==== Textauszug ====

PM aus NRW: Keine Fristverlängerung im Kirchenasyl

Pressemitteilung vom 28.01.2019

Keine Fristverlängerung im Kirchenasyl

NRW-Verwaltungsgerichte entscheiden gegen die Verschärfungen des
Kirchenasyls durch die Innenministerkonferenz Köln/Münster.

Zwei Beschlüsse der Verwaltungsgerichte (VG) von Aachen und Düsseldorf stellen das Einstufen von Menschen im Kirchenasyl als untergetaucht fundamental in Frage. Seit August 2018 ist das Bundesamt für Migration und Flüchtlinge (BAMF) durch einen Beschluss der Innenministerkonferenz dazu übergegangen, in nahezu 95% aller Kirchenasyle die Fristen für Abschiebungen von sechs auf 18 Monate zu verlängern.

==== Eintragsliste ====

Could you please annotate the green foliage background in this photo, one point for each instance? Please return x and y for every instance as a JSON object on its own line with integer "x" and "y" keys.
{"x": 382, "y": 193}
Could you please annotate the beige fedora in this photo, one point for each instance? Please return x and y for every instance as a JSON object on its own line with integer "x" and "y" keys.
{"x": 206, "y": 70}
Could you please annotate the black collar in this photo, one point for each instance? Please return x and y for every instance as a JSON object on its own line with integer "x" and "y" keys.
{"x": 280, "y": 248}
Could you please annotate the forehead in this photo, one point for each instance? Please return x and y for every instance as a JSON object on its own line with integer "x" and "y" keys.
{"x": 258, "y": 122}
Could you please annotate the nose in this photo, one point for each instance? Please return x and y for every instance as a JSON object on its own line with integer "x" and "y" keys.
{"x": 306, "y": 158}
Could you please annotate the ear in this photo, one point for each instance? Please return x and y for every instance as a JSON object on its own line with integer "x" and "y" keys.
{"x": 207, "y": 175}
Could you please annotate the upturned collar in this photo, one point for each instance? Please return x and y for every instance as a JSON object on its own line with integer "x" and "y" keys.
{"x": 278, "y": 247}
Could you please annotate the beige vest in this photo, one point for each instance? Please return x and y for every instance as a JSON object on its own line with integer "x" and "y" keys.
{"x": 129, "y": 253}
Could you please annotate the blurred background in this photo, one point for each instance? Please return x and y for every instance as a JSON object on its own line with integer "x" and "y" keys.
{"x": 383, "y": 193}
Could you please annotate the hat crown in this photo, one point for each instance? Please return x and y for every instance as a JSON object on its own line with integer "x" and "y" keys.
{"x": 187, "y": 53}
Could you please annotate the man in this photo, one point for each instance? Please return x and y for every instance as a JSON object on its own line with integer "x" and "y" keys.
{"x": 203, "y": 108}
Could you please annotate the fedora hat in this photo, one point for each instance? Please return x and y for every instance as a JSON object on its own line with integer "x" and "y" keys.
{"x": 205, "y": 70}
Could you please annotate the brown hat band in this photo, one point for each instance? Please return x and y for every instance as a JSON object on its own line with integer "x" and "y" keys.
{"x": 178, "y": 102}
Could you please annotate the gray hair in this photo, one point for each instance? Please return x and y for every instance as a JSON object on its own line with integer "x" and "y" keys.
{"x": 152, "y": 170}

====
==== Eintragsliste ====

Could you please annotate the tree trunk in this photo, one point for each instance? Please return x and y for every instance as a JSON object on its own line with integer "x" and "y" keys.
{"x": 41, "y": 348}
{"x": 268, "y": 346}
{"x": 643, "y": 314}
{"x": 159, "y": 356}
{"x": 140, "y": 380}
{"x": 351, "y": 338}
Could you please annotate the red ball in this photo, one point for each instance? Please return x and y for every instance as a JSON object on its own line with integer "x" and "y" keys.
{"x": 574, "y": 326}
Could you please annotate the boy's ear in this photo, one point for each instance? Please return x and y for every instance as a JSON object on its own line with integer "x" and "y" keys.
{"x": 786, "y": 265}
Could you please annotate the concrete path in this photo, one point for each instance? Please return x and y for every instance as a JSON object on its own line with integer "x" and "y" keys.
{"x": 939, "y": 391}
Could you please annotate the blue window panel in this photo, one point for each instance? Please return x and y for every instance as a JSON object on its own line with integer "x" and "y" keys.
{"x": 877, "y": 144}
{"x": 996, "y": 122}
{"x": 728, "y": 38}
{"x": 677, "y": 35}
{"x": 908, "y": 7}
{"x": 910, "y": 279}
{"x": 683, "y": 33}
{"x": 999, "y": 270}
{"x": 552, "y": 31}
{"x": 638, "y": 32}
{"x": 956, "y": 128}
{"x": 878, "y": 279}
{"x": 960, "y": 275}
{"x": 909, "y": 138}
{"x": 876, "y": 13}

====

_Zu erledigende Aufgaben:_
**a)** Beantworte zur Pressemitteilung über das Kirchenasyl diese Fragen:
(i) Von welchem Datum ist die Pressemitteilung?
(ii) Welche beiden Verwaltungsgerichte haben die genannten Beschlüsse gefasst?
(iii) Auf wie viele Monate werden die Abschiebungsfristen nach Angabe des Textes verlängert?
**b)** Schreibe die Pressemitteilung zum Kirchenasyl im Anschluss an ihren letzten Satz fort.
Die Auflistung ist eigenständiges Material und gehört nicht zur Pressemitteilung.

_Antworten je Aufgabe:_
**a)**
(i) Vom 28.01.2019.
(ii) Die Verwaltungsgerichte Aachen und Düsseldorf.
(iii) Von sechs auf 18 Monate.

**b)**
Hintergrund ist, dass entsprechend der Dublin-III-Verordnung eine Überstellungsfrist auf 18 Monate verlängert wird, wenn eine Person flüchtig ist und sich durch Untertauchen aktiv der Abschiebung entzieht. Unter verschärften Bedingungen werden Kirchenasyle nun meist einem Untertauchen gleichgesetzt und entsprechend erfolgt hier die Fristverlängerung. Beide Gerichte halten eine solche Fristverlängerung im Kirchenasyl für rechtswidrig. So kann ihrer Auffassung nach die Frist, innerhalb der Geflüchtete aus Deutschland in einen anderen europäischen Mitgliedsstaat abgeschoben werden können, um dort ihr Asylverfahren zu durchlaufen, durch ein Kirchenasyl nicht verlängert werden: Denn der Aufenthaltsort im Kirchenasyl ist dem BAMF und den Ausländerbehörden bekannt. Deshalb kann nicht von einem Untertauchen die Rede sein. Das VG Düsseldorf unterstreicht in seiner Begründung: „Zwar wird das Kirchenasyl in der Regel – und so auch hier – gewählt, um sich einer Abschiebung zu entziehen. Dies ändert jedoch nichts daran, dass die Person im Kirchenasyl nicht flüchtig war, da dem Bundesamt und auch der zuständigen Ausländerbehörde der Aufenthaltsort im Kirchenasyl bekannt war.“ Diese Gerichtsentscheidung vom 21. Januar richtet sich eindeutig gegen den Beschluss der Innenministerkonferenz vom Juni letzten Jahres, der dem BAMF die Möglichkeit zur Fristverlängerung gegeben hatte. Geklagt hatte in diesem Fall ein Mann aus dem Iran, der nach Frankreich abgeschoben werden sollte, obwohl er in Deutschland seine einzigen Familienangehörigen hat und ihm eine Abschiebung in den Iran aus Frankreich drohen könnte.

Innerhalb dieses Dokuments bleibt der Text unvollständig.